● **READING PASSAGE**
Thanks SOB. I haven't read your links yet but I will when I get back home from a dog show this evening. I do have another question, Do you think the Afghans and Salukis throwing smooth coats has any realation to the fact that they aren't fully covered in a long coat? (Saluki just has long feathering and Afghans have a short saddle on thier back) Are there any other long coat breeds that have been know to produce a smooth coat?


----------



## spanielorbust (Jan 3, 2009)

The differences in lengths and fluffiness between the members of one breed that are l/l and another that are l/l (a Cavalier compared to a Pekingese - both have the same genotype), or alternately those that are L/L (most Huskies for instance as compared to Pugs) intrigues me, but I haven't taken the time to really delve into what causes these differences, besides the usual explanation of "selection and modifiers".

So, I don't know. I suspect the reason Afghans and Salukis have been identified as having members that mutate is because their breeders have decided to admit to (and on occasion show off) their unexpected pups, and also because their modifiers might be different from other breeds - possibly setting up a situation for easier mutation.

I've not read of other breeds that have this going on, but then a lot of pups that aren't born to standard aren't bragged about by their breeders. I did read once of a full coated Pekingese line that through out a very short coated pup, but it still had flarings etc, so still considered a long coat by genotype - the modifiers in the line that create that very long and very heavy coat just didn't come through (or had changed) on this one pup for some reason.

The Panda Shepherd originator is another proven mutation, from what I remember.

Salukis are particularly interesting in a number of ways. Coat colors in Salukis are incredibly complex and there seem to be some alleles found in Salukis that have yet to be found outside the breed (possibly caused by other mutations).

http://homepage.usask.ca/~schmutz/SalukiColor.html

SOB


----------



## Pai (Apr 23, 2008)

animalcraker said:


> Thanks SOB. I haven't read your links yet but I will when I get back home from a dog show this evening. I do have another question, Do you think the Afghans and Salukis throwing smooth coats has any realation to the fact that they aren't fully covered in a long coat? (Saluki just has long feathering and Afghans have a short saddle on thier back) Are there any other long coat breeds that have been know to produce a smooth coat?


Racing-bred Afghans have even less coat on their 'patterned' areas than the show lines. The hocks and pasterns were originally supposed to be short-haired as well as the saddle. Some good pictures of dogs from racing kennels are here and here. The very long coats in the modern show lines are basically overgrown furnishings. I've heard the two types of coat called the 'Desert Type' (shorter) and 'Mountain Type' (longer).


----------



## rayandjeff (Jul 16, 2010)

● **EXERCISES TO COMPLETE**
1. In the thread on dog coats, what names are given to the shorter and longer Afghan coat types?
2. Write the next portion of the thread on dog coats, beginning right after its final line.

● **MATERIAL SHOWN**
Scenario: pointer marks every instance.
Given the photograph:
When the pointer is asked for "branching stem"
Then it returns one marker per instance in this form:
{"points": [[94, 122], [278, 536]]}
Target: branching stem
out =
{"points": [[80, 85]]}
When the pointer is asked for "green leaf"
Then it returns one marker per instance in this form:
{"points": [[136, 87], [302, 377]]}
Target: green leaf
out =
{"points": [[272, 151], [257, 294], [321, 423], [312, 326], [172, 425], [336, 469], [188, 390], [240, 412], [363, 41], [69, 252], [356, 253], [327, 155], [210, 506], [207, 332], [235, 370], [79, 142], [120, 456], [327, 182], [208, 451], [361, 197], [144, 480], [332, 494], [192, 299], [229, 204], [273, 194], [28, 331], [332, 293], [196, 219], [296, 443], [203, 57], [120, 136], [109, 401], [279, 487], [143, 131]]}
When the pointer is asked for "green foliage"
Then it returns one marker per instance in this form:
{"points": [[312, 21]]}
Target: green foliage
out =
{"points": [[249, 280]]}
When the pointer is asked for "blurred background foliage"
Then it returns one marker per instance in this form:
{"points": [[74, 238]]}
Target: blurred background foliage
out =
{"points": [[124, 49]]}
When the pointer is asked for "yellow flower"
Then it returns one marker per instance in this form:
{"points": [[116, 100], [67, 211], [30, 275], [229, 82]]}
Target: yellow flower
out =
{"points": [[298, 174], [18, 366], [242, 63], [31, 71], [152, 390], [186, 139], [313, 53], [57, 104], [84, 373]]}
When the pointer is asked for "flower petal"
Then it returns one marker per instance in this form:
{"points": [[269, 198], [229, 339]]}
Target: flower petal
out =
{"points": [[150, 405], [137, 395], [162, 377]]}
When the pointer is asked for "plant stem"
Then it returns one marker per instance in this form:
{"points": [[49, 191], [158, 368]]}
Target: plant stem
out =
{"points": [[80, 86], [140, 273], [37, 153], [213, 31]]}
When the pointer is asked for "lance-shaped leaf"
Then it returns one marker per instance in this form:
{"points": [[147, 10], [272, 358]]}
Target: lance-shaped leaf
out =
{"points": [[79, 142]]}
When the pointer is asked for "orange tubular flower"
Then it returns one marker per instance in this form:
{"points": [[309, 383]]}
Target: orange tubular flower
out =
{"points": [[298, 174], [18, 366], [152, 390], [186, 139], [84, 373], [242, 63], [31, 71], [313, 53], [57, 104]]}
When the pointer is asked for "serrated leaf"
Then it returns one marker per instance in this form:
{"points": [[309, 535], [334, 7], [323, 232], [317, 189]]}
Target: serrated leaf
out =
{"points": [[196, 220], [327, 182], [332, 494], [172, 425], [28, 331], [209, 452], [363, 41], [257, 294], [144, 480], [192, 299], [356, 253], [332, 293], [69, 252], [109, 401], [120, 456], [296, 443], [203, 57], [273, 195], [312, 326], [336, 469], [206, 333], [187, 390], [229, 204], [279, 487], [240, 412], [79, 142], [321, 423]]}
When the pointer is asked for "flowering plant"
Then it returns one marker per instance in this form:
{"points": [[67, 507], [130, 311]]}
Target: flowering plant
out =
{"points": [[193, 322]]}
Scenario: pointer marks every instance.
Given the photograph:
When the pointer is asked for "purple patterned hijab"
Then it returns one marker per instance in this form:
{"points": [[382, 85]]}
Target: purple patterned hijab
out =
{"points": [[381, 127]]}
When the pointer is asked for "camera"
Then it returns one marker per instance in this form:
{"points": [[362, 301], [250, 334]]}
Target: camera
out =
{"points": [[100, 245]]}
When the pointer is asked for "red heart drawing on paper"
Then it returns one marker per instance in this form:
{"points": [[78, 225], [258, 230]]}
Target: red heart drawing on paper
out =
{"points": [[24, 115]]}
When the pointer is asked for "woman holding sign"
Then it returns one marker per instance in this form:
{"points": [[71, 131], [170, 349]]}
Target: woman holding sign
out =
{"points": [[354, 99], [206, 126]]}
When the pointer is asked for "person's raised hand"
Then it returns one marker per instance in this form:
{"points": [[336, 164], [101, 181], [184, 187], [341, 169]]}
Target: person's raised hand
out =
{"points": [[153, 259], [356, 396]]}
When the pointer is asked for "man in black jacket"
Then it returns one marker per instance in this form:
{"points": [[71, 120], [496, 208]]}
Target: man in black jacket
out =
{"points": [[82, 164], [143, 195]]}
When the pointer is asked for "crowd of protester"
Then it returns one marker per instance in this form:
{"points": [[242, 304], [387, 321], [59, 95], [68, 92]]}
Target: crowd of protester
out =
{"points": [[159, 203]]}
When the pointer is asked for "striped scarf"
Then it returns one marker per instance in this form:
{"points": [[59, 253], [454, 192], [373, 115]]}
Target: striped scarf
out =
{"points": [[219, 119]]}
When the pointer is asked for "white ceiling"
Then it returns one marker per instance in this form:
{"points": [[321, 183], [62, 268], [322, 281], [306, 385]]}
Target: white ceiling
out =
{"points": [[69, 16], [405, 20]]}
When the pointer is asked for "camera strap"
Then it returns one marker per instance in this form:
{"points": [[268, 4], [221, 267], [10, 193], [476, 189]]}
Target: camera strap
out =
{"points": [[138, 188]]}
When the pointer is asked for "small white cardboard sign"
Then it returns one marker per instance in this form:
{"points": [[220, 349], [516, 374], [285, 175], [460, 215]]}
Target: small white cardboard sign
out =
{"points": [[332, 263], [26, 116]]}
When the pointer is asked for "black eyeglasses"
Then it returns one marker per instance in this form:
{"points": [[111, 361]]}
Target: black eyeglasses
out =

● **RESULTS**
1. The shorter is called the 'Desert Type' and the longer the 'Mountain Type'.

2.
Hello All,

MJ, the long-haired pug referred to in thread #7 is ours. We love her so much!

I have met one other owner on Facebook. She is in Pittsburgh.


----------



## spanielorbust (Jan 3, 2009)

Hi and welcome to the forum. I know I'd love to see more pics!

SOB


----------



## HollowHeaven (Feb 5, 2012)

I realize his thread is old, but since it's resurfaced... 
They legit look like Ewoks. 
Jussayin.


----------



## spanielorbust (Jan 3, 2009)

Since this thread there has also been more information found out about the odd occurance of the 'recessive' short coat in the Afghan.

They actually don't have the same 'l' long coat allele as other breeds do. The alleles that cause their coat type, and the one predominantly found in Yorkshire and Silky Terriers are different than all the other breeds.

Same rules of inheritance obviously don't apply then, which has to make things very tricky for breeders involved in those breeds.



> This study shows that most of the highly variable canine coat types can be explained by the combined effects of as few as 3 gene mutations.
> Interestingly three breeds with very long coats, the Silky Terrier, the Yorkshire Terrier and the Afghan hound are the exception. These breeds do not show any difference to short coated breeds in FGF5 or its mutation, suggesting that other genes are involved in hair length.


http://sloughi.tripod.com/preserving/geneticscoatlengths.html

SOB


----------



## zeronightfarm (Jun 15, 2011)

spanielorbust said:


> Since this thread there has also been more information found out about the odd occurance of the 'recessive' short coat in the Afghan.
> 
> They actually don't have the same 'l' long coat allele as other breeds do. The alleles that cause their coat type, and the one predominantly found in Yorkshire and Silky Terriers are different than all the other breeds.
> 
> ...


I know a smooth afghan, she is so cool.


----------



## kafkabeetle (Dec 4, 2009)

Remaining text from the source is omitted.